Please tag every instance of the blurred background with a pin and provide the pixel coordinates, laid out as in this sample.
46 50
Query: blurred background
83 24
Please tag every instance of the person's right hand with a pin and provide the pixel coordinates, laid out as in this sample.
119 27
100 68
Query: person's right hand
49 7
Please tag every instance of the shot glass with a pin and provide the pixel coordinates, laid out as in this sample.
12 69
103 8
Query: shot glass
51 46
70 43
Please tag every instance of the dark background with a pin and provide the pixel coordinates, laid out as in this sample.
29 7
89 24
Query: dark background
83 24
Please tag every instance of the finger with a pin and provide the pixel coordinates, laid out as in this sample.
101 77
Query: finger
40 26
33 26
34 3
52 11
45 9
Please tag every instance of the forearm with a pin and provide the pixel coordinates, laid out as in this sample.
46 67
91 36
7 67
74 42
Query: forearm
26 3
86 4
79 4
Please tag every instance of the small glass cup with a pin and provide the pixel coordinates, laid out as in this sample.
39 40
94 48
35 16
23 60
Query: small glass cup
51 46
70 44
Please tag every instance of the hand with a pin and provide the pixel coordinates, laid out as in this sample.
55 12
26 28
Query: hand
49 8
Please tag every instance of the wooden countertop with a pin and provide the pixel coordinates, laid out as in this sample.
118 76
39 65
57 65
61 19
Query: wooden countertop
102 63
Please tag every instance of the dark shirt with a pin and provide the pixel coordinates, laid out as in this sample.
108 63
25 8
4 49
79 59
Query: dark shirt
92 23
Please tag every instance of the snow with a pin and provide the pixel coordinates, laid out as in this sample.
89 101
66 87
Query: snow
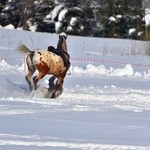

* _Assignment_:
The range runs from the line containing "Please tag every instance of the dark background" through the end of the entries; print those lines exactly and leave the pictures out.

* _Written answer_:
Please tag every instance of the dark background with a pin and provide the pixel coordinates, laid out as in this sample.
29 7
89 24
Query: dark background
83 24
Please tag every instance of the finger with a pin and provide the pixel coordinates, laid out as in this sample.
101 77
Query: finger
40 26
33 26
34 3
52 11
45 9
Please tag every instance of the forearm with a pin and provide the pixel coordinates, laid out as in this sample.
46 67
91 36
7 67
74 42
Query: forearm
26 3
86 4
79 4
Please tag every instance of the small glass cup with a pin and provide the pixel coordinates, laid out as in this sample.
39 40
94 48
35 16
23 60
Query: small glass cup
51 46
70 44
Please tag every instance of the hand with a pin and provide the pixel coordinates, laid out as in this sample.
55 12
26 28
Query: hand
49 8
Please tag every instance of the wooden countertop with a pin and provide the pixel coordinates, laid out as in this sample.
118 76
39 65
57 65
61 19
Query: wooden countertop
102 63
Please tag every instance of the dark shirt with a pin and provide the pixel coordinates, laid out as in this sample.
108 63
25 8
4 49
79 59
Query: dark shirt
92 23
Please tag every instance of the snow with a pin and provide the pixel coordinates, laid out as in this sample.
89 101
66 87
Query: snow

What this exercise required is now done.